Copy out, exactly as written, only the line containing "Where can the table" and the lines after it through the end of the records.

Dataset records >>
'''

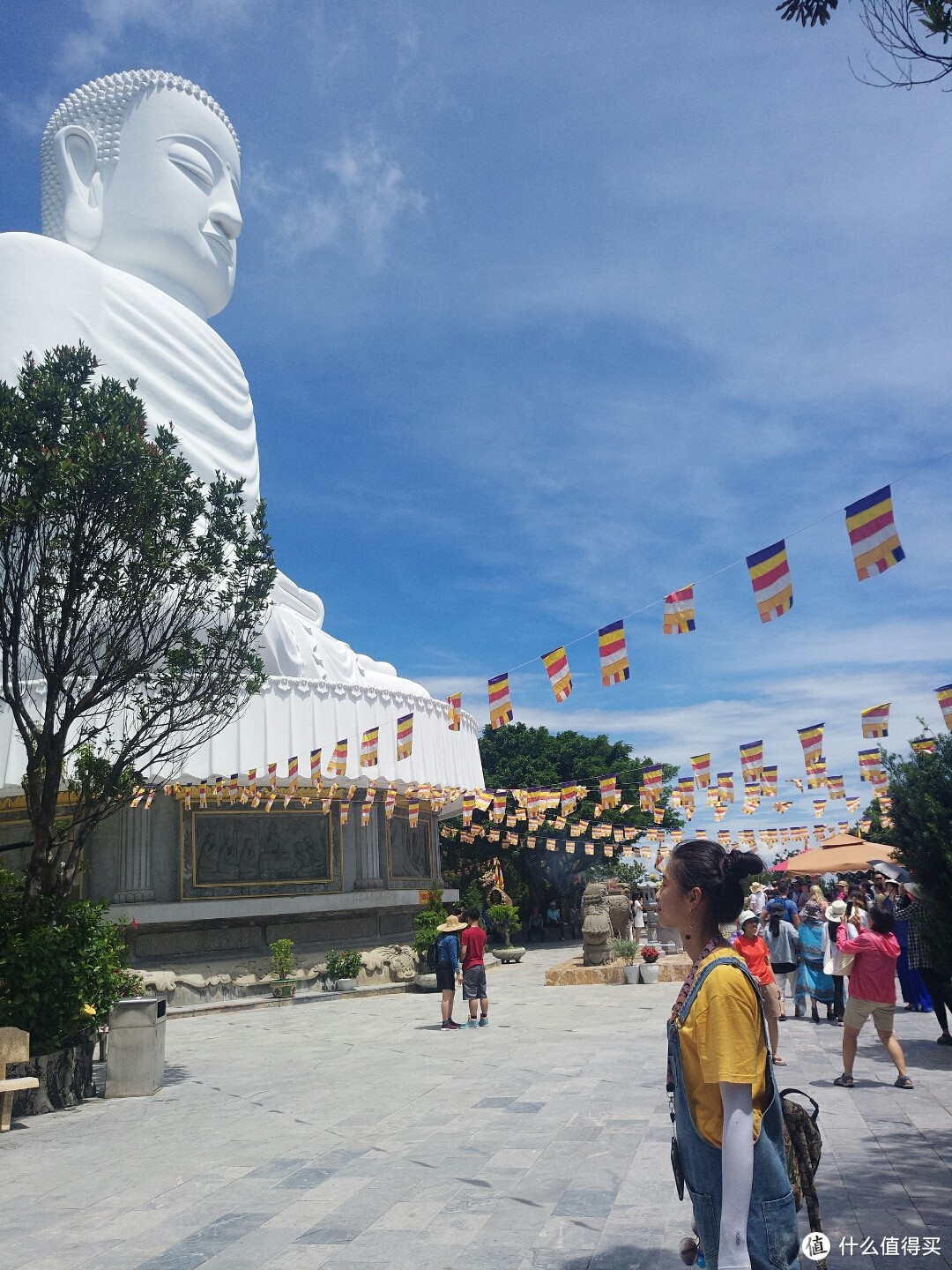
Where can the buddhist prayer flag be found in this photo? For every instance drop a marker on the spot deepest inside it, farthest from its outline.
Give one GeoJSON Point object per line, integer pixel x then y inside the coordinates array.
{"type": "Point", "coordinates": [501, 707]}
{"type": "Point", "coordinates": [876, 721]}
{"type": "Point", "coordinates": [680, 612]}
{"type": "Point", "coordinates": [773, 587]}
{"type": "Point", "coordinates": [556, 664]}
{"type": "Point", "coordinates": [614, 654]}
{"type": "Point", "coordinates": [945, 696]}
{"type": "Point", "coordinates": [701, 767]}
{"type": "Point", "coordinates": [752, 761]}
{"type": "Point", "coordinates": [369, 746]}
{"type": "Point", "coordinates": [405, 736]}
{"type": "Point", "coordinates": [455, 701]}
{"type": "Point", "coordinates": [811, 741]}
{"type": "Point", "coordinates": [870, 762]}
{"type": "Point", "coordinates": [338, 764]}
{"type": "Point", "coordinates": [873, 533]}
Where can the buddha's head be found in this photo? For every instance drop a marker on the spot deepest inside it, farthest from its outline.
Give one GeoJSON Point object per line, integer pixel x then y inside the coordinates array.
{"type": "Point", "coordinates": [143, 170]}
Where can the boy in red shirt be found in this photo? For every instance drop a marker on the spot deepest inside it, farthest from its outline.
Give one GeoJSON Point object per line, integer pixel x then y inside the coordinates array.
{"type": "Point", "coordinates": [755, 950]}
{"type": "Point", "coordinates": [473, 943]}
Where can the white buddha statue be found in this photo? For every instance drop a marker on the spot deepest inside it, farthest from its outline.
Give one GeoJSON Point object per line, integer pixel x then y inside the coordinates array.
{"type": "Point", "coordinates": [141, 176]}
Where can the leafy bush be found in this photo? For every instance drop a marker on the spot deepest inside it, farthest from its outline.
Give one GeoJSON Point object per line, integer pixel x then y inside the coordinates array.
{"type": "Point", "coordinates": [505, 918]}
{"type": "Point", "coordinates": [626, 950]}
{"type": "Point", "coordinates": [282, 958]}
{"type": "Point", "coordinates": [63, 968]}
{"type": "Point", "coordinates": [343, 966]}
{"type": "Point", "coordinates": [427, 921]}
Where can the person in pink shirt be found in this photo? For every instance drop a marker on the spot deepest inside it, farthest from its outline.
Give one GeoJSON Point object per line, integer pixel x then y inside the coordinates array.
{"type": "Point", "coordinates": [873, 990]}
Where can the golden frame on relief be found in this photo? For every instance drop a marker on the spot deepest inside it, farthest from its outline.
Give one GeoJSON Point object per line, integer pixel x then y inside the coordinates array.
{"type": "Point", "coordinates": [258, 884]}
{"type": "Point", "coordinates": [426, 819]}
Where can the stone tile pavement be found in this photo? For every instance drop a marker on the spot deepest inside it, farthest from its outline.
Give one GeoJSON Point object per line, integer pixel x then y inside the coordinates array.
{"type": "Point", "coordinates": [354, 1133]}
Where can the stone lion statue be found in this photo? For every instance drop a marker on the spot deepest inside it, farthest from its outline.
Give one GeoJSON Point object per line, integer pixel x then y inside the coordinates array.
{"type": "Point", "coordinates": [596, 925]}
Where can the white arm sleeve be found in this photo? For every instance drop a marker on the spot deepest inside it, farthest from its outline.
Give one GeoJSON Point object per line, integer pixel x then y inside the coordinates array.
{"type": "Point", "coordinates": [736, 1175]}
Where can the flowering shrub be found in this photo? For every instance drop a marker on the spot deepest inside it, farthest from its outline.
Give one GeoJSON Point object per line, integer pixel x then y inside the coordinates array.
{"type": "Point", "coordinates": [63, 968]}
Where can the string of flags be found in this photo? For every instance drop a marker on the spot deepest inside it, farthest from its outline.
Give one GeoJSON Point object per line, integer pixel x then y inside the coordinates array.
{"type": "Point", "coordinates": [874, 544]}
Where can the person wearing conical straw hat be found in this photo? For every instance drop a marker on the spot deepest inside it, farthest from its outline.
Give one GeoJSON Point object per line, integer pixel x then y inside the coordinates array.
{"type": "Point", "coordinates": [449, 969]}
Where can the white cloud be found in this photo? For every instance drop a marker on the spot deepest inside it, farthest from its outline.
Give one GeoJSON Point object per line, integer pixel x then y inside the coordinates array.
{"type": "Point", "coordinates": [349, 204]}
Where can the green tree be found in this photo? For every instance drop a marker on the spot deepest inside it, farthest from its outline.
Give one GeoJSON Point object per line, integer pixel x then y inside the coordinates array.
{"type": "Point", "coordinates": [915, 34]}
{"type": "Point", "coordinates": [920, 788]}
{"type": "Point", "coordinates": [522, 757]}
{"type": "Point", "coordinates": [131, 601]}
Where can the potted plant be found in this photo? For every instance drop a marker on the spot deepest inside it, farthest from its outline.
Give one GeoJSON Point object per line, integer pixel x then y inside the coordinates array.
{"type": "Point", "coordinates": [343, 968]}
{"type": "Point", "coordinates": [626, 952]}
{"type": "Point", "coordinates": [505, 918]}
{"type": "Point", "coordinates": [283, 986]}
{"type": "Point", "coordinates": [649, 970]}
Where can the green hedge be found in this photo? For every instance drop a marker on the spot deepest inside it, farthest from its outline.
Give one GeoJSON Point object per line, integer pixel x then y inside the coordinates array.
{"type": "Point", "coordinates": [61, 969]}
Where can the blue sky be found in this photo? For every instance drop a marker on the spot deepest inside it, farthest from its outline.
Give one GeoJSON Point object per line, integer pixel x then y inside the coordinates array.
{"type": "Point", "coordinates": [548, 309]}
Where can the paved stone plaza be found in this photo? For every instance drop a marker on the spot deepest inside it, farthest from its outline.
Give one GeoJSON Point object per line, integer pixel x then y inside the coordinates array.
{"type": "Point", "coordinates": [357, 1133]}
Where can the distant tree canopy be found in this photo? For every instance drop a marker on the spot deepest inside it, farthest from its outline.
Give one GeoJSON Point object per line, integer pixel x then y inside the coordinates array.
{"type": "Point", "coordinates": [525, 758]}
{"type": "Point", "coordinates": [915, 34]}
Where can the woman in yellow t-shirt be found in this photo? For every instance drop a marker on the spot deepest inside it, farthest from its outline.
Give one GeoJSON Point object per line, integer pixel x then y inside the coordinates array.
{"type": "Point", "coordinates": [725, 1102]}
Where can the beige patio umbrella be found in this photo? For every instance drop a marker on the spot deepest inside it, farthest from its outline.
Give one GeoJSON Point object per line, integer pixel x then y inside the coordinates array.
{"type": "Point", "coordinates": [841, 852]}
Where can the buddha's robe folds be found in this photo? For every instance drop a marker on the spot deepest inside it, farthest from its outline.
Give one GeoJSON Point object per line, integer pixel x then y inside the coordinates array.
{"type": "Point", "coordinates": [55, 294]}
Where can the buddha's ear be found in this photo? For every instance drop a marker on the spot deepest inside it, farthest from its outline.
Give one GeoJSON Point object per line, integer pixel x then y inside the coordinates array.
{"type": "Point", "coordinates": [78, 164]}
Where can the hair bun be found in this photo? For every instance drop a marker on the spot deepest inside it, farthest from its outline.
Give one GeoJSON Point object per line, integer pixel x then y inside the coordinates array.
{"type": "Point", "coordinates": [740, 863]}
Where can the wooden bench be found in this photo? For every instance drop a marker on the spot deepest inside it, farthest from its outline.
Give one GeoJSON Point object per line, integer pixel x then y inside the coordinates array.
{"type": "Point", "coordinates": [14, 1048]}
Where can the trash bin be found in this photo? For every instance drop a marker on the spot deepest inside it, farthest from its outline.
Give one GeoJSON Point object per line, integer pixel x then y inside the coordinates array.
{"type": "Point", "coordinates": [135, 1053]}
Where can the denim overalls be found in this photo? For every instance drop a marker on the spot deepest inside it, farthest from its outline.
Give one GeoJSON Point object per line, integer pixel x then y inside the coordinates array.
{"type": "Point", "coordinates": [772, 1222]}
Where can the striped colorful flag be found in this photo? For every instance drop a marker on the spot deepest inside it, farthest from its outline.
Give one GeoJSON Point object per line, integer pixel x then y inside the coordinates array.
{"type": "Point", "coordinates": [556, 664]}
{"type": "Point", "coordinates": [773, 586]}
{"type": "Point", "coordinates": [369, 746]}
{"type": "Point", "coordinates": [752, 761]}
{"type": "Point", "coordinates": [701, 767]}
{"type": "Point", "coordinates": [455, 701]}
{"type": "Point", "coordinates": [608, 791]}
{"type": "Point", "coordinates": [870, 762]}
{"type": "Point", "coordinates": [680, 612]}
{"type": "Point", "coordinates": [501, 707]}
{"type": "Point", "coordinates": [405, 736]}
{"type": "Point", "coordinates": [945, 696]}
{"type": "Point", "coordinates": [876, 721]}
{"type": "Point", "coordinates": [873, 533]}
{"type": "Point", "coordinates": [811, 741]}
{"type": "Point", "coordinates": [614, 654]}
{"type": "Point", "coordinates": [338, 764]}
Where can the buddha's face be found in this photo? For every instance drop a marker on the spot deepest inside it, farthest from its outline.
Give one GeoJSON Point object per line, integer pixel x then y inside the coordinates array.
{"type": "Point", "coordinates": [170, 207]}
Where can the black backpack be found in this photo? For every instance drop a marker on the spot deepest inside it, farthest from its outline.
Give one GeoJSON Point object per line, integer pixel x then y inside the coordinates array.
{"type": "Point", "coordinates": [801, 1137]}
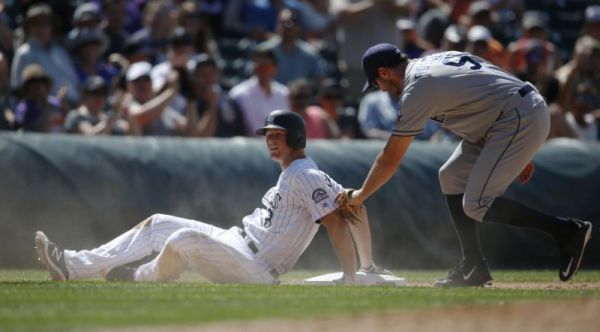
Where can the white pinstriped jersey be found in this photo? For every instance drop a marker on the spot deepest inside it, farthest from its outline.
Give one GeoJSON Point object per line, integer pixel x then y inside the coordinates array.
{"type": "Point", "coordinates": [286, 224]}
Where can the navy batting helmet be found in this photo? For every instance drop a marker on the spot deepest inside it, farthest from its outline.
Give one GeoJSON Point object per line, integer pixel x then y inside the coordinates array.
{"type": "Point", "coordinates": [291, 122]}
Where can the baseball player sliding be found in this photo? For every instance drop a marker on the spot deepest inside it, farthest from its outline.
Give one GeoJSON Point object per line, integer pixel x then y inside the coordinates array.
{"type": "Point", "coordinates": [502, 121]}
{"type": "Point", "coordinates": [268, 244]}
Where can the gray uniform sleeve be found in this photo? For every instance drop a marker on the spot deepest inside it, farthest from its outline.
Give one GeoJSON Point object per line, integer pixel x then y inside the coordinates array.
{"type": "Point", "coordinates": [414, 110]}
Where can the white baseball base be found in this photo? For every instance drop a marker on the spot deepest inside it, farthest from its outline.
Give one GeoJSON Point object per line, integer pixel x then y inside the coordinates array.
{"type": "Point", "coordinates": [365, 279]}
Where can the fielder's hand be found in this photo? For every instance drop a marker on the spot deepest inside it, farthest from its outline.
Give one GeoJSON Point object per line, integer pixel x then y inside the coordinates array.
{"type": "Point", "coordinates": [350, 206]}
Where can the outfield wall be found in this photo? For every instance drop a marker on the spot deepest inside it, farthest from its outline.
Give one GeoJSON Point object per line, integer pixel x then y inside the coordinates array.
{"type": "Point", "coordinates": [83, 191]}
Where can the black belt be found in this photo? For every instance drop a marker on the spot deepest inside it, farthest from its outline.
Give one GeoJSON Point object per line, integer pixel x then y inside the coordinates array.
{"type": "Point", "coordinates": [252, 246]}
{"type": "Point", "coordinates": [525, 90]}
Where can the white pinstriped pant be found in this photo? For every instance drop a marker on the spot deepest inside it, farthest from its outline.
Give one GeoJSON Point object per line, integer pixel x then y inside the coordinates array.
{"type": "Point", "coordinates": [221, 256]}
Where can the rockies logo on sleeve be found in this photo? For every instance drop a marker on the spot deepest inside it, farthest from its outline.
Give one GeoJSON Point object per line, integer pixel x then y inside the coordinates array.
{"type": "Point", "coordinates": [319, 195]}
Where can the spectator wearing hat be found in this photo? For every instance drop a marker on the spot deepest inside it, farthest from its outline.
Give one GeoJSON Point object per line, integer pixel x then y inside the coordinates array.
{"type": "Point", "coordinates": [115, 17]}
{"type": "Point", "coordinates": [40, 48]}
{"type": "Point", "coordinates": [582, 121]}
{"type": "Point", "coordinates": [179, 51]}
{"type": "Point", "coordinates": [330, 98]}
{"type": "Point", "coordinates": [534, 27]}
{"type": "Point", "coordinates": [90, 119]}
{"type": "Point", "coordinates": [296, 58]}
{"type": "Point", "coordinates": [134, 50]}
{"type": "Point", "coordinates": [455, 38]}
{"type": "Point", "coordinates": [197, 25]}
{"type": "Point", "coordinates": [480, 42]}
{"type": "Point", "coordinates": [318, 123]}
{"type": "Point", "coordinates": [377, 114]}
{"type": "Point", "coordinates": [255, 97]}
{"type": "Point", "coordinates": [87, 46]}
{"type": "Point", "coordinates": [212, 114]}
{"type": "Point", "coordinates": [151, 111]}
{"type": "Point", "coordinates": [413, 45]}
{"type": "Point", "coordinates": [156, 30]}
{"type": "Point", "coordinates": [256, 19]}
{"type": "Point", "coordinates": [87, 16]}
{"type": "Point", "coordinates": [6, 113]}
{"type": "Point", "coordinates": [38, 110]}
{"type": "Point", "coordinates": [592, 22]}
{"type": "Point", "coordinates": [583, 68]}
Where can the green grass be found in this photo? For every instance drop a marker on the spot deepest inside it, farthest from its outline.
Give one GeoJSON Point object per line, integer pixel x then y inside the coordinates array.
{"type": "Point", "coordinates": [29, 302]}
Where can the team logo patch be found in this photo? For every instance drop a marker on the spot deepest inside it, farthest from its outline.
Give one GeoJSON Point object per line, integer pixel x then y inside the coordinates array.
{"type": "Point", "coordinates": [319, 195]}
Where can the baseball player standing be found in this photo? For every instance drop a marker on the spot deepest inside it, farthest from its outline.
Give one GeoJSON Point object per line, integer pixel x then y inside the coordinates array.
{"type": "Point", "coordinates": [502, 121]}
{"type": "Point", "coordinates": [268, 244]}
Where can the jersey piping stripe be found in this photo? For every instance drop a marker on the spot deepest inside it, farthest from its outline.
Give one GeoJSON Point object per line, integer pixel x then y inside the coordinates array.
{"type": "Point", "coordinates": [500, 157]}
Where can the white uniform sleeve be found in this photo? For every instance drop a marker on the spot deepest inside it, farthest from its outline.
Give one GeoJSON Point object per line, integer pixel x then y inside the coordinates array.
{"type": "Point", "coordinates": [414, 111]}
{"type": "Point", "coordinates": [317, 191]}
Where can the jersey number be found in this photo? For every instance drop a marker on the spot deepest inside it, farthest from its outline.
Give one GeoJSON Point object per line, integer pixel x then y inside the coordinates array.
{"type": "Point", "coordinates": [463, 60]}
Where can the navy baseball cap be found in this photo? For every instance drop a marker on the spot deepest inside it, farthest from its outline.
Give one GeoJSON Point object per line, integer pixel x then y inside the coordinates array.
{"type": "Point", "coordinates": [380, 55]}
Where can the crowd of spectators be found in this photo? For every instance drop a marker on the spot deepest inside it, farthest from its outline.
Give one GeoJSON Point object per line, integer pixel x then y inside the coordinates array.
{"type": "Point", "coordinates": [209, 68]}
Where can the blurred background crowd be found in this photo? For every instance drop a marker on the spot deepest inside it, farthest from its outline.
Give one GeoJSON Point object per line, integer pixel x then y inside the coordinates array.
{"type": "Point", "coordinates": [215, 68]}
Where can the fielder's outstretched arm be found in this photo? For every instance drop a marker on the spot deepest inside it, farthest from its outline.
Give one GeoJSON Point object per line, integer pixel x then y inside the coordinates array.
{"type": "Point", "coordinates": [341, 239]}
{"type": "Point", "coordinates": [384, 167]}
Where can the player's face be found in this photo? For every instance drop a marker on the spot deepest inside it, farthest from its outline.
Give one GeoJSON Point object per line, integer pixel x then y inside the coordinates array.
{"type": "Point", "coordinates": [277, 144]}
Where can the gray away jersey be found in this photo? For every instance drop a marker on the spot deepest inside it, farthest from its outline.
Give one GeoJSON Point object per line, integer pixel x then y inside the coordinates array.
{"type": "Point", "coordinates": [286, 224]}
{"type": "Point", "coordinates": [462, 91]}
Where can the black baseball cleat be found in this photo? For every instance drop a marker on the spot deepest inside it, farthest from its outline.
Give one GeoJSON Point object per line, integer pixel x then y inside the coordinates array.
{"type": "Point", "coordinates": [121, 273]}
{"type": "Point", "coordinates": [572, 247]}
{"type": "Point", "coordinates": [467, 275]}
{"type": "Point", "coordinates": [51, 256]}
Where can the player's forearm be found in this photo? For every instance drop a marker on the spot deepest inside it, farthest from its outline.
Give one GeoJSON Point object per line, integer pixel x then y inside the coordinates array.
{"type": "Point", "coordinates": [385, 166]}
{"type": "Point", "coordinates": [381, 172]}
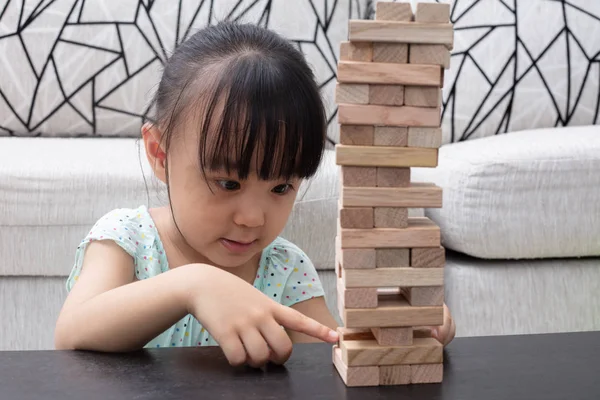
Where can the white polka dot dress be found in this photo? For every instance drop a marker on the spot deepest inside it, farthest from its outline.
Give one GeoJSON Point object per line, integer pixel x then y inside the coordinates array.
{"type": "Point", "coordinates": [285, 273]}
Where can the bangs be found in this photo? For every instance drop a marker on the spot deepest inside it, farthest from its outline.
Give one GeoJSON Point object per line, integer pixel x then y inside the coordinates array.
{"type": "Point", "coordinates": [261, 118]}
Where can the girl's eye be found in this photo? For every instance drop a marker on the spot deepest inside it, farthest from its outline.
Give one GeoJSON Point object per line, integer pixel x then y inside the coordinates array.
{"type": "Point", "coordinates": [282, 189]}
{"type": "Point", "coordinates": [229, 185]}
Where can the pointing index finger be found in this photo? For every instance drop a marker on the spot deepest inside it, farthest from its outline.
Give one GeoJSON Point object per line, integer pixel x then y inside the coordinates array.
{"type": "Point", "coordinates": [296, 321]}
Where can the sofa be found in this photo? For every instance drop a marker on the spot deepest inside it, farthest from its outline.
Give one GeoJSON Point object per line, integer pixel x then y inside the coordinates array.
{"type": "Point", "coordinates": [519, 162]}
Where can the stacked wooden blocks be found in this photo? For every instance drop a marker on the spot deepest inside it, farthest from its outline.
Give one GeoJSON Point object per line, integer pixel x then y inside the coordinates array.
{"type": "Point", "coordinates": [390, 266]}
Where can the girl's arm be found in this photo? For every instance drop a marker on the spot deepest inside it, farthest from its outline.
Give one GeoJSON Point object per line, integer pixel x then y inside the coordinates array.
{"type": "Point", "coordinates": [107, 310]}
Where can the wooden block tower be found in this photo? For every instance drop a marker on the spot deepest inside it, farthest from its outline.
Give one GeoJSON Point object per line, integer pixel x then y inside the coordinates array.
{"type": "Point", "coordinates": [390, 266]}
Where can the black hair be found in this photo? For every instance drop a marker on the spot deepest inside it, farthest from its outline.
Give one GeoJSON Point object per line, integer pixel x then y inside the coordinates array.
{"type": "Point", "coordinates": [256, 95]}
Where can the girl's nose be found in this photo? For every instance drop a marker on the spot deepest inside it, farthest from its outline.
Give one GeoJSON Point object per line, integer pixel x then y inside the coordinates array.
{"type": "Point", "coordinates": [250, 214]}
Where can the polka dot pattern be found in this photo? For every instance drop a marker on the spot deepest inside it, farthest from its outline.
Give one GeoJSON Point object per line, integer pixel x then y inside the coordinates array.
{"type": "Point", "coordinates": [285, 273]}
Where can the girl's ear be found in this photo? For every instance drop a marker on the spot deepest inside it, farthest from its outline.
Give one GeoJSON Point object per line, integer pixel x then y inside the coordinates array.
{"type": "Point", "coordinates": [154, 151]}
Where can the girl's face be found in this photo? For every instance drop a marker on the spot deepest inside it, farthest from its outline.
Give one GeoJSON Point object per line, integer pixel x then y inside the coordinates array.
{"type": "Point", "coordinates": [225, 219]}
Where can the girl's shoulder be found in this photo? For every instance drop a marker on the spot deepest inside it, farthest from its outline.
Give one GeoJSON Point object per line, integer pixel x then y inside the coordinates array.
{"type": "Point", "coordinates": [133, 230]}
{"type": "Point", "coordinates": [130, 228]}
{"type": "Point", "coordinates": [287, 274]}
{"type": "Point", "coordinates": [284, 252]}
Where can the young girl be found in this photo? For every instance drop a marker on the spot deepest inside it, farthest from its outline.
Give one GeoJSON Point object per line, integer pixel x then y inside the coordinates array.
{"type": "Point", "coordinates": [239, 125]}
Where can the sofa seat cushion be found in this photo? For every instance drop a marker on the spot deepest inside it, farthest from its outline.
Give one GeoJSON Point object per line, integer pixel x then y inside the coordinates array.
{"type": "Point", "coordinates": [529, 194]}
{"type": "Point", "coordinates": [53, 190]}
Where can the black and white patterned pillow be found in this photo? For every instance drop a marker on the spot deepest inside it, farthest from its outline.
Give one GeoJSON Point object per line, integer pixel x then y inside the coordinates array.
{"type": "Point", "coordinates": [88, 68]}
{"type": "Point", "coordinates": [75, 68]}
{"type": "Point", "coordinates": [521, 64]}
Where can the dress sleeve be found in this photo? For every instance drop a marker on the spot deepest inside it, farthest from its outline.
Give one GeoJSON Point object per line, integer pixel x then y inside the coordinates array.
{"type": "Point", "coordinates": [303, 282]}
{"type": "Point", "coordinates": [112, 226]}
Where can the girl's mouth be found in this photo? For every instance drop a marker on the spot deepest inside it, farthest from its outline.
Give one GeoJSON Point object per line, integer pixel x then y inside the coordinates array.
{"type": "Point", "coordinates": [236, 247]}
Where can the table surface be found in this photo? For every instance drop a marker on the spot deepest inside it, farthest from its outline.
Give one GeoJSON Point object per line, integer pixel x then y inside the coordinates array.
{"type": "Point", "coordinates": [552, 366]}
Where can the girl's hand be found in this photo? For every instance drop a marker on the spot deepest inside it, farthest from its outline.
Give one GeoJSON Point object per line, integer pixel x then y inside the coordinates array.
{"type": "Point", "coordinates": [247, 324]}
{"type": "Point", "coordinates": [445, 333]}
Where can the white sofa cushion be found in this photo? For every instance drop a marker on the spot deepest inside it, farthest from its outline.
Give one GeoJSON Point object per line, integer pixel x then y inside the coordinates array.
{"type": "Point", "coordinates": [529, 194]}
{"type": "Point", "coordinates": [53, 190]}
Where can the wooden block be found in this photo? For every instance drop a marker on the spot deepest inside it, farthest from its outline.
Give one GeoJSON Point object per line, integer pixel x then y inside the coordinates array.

'''

Solved problem >>
Where can the table surface be found in this photo? For every instance drop a marker on the spot deepest inside it, farthest from its outline.
Give one GeoJSON Point object per line, integer pixel x then y inside the coordinates array.
{"type": "Point", "coordinates": [552, 366]}
Where can the girl's hand be found in this photo? For every instance drop a marker on the spot deepest inside it, farthest from its outline.
Give one GeoJSON Point object per line, integer pixel x then y inside the coordinates array.
{"type": "Point", "coordinates": [247, 324]}
{"type": "Point", "coordinates": [445, 333]}
Where can the white sofa cushion be found in this photo? For every instance drop a marker on the spot deepest inside it, farthest from its outline.
Give one GeoJSON Point object per line, integer pixel x then y inside the coordinates array.
{"type": "Point", "coordinates": [529, 194]}
{"type": "Point", "coordinates": [53, 190]}
Where can the wooden block be found in this photo? For every instance drop a marker on the spot deepest inside it, farthest from its outline.
Give one GeoJSON Point object per line, integer pixel x then y inside the coordinates array.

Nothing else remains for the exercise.